▸ **Work order**: From first line to last, write out the data precisely as shown.

(Extracted records)
· · ·

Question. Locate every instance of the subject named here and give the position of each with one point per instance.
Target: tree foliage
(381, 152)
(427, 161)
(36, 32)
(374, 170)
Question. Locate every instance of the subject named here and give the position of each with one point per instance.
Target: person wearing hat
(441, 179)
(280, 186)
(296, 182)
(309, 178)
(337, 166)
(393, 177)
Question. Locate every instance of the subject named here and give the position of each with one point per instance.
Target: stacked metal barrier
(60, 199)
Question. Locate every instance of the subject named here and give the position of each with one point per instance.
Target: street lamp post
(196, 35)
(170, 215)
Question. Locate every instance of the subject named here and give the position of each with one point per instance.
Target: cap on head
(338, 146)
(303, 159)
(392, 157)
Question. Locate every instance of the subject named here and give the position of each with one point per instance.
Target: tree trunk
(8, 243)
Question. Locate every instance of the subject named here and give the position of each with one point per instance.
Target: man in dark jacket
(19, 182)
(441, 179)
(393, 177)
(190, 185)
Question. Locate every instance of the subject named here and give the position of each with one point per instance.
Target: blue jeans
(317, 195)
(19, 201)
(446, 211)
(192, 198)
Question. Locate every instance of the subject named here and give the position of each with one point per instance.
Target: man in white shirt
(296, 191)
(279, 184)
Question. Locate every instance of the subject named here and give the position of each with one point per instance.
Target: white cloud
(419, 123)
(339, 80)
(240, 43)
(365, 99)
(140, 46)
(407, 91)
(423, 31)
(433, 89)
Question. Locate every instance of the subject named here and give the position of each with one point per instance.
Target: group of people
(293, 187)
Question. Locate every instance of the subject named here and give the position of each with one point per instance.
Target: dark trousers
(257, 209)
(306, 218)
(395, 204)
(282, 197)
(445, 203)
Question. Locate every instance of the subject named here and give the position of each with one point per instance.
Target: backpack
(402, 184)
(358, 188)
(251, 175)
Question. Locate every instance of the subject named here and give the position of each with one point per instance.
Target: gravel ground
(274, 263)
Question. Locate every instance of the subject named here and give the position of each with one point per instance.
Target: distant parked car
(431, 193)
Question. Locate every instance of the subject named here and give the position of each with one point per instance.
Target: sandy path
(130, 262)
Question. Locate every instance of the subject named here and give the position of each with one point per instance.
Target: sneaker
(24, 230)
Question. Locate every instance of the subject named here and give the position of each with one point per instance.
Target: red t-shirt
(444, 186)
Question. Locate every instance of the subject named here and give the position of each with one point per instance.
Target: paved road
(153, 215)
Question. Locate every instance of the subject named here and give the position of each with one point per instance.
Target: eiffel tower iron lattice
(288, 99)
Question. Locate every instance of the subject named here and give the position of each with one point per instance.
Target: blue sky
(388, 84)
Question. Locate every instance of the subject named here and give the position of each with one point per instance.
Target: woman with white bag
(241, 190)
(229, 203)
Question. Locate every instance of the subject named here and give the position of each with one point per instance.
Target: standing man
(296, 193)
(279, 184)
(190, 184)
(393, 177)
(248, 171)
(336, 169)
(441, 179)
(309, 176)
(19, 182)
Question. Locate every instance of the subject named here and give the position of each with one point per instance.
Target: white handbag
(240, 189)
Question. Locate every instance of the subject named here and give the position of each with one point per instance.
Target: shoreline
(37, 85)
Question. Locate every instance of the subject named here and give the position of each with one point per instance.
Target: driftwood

· · ·

▸ **Expected answer**:
Question. Locate every instance of the subject named here and give the position of each with one point per instance.
Target: tree foliage
(381, 152)
(427, 161)
(36, 32)
(374, 170)
Question. Locate every instance of the subject named here and give the position of each with one point per instance.
Target: person wearing hat
(441, 179)
(280, 186)
(296, 182)
(309, 178)
(337, 166)
(393, 177)
Question. Locate every instance of the subject named here and give the position of each with one point per instance.
Target: stacked metal barrier
(60, 199)
Question. Locate every instance of the subject named here and give the position of each with one point per instance.
Target: street lamp post
(196, 35)
(170, 215)
Question. Locate every instance of the subject named here and give the position of each with one point per instance.
Target: cap on head
(338, 146)
(303, 159)
(392, 157)
Question. Locate every instance of the subject named here and give the position of each with one point per instance.
Target: tree trunk
(8, 243)
Question. Locate every instance of the subject named here and give the position of each with one point per instance.
Target: man in dark jacket
(19, 182)
(441, 179)
(393, 177)
(190, 185)
Question. Locate every instance of the subject named here and give the position of each with one point per instance.
Target: blue jeans
(317, 195)
(19, 201)
(446, 211)
(192, 198)
Question. Locate every instance of the subject named here and give the position of each with one point per instance.
Target: man in white shirt
(296, 191)
(279, 184)
Question. Locate every instance of the subject named here and give the position of each with one point per instance.
Target: white cloud
(419, 123)
(339, 80)
(240, 43)
(365, 99)
(140, 46)
(407, 91)
(423, 31)
(433, 89)
Question. Locate every instance of the subject named here and give the position of each with one point per instance.
Target: group of people
(293, 187)
Question. Locate every instance of the subject named here and give the position of each with one point per instance.
Target: dark trousers
(257, 209)
(306, 218)
(395, 204)
(282, 197)
(445, 203)
Question. Locate every instance of the subject named here and give the position of each with one point per instance.
Target: backpack
(402, 184)
(358, 188)
(251, 175)
Question. Locate every instance of the subject named here and give the position of each with one point per instance.
Target: gravel ground
(274, 263)
Question. Locate every instance of the subject named here and give the position of each with one point per instance.
Target: distant parked car
(431, 193)
Question. Locate every instance of the subject named here and give the position of each with one point per instance.
Target: sandy path
(130, 262)
Question. Locate every instance of the subject named here and give the position of each with one point per instance.
Target: sneaker
(24, 230)
Question. Locate every instance of the subject named here and give the position of each with one point per instance.
Target: red t-shirt
(444, 186)
Question. Locate every instance of the subject named here and give the position of each with one point per instance.
Target: paved road
(153, 215)
Question. Locate every instance of the subject named here and give the position of each with one point per instance.
Target: eiffel tower iron lattice
(288, 99)
Question. Locate every instance of the subject named here and give the position of each with one point per instance.
Target: blue sky
(388, 84)
Question. Locate every instance of the subject named here and give the position of each with one point per instance.
Target: woman with white bag
(241, 190)
(229, 203)
Question. Locate every instance of the subject named here and give the position of each with one point per instance.
Target: standing man
(296, 193)
(279, 184)
(190, 184)
(393, 177)
(248, 171)
(336, 169)
(441, 179)
(309, 176)
(19, 182)
Question. Locate every instance of the subject named here and give the position of each with one point per instance.
Target: white handbag
(240, 189)
Question. Locate every instance of the subject named here and give the position of each with one point per instance.
Target: shoreline
(37, 85)
Question. Locate every instance of the subject named here and give the position of each with one point per instance.
Target: driftwood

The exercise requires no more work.